Identify each line in the rows below that contains the word "ceiling" and copy those lines out. Case matters.
-------- Dataset records --------
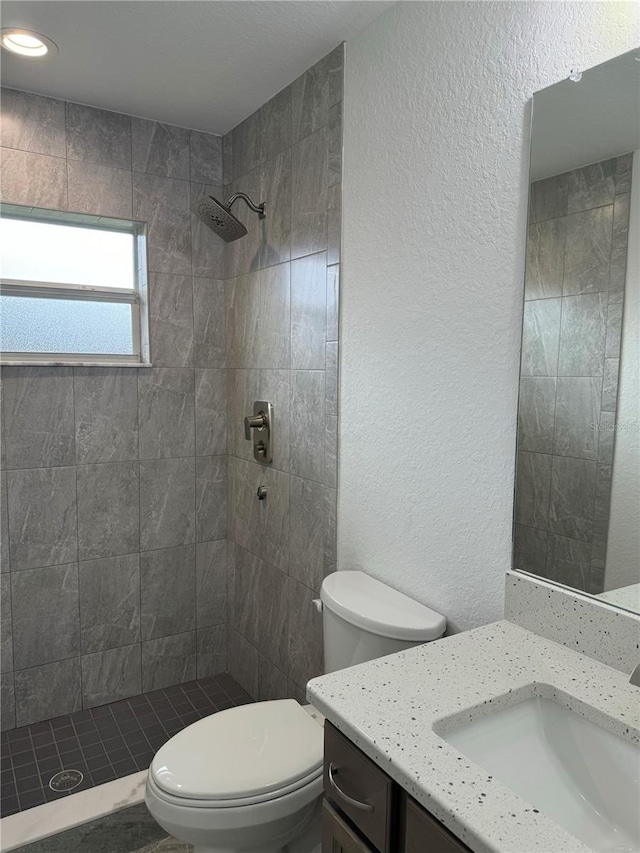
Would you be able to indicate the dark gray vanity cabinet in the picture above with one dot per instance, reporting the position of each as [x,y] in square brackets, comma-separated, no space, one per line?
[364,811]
--------
-------- Dataset records --------
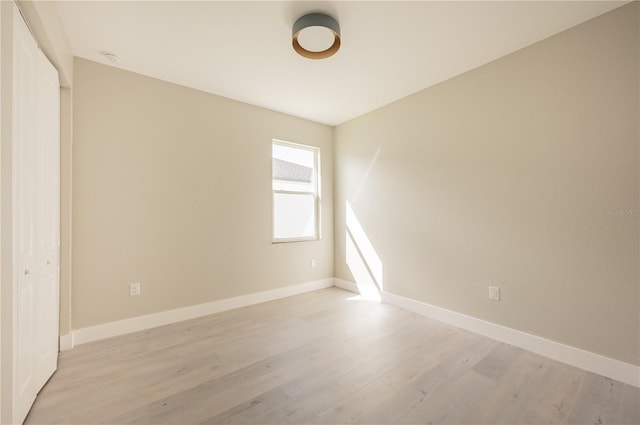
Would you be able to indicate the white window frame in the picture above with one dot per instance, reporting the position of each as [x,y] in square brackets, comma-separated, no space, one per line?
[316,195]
--------
-------- Dataset records --------
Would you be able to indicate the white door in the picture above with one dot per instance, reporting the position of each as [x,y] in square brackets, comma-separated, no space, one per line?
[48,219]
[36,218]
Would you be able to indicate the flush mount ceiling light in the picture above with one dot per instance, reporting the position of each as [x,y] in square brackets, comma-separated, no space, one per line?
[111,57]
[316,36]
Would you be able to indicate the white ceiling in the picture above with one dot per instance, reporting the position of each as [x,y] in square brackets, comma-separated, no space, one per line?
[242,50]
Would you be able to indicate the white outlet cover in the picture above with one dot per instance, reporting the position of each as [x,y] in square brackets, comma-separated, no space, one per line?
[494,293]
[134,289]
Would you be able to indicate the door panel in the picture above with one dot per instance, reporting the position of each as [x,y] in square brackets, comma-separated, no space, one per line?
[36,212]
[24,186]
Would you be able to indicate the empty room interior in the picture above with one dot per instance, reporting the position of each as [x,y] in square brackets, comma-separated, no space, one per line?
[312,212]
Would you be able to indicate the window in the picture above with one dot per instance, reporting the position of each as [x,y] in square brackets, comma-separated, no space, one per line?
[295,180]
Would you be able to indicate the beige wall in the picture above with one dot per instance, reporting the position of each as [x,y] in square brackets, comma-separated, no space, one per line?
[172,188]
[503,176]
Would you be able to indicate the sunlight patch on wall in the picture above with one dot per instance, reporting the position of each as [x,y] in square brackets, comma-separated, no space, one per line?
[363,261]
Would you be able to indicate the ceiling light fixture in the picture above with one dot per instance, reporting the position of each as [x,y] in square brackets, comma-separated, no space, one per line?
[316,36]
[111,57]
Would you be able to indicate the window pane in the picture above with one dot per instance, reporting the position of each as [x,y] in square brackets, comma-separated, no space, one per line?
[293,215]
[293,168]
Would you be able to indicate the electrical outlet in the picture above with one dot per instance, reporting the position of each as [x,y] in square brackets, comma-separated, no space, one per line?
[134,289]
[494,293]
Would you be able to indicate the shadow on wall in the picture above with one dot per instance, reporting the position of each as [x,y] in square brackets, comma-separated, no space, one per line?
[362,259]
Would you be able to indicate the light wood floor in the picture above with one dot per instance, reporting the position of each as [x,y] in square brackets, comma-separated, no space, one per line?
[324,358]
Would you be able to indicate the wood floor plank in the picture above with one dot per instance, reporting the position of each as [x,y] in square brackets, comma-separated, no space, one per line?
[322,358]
--------
- **Problem solution**
Would you be able to indicate the flush mount ceiling light in the picture above with one dot per instance, reporting the position of each as [x,y] in square brackets, comma-separated, no space, one per line?
Would you be able to indicate the white ceiling in the picture above with one dot per instance, reporting the position of each as [x,y] in square brackets, comma-separated, no space, one per line?
Would you be able to indicate the ceiling light fixture in the picture above with one dot per instance, reporting the position of each as [x,y] in square brackets, comma-separated, no space, one per line?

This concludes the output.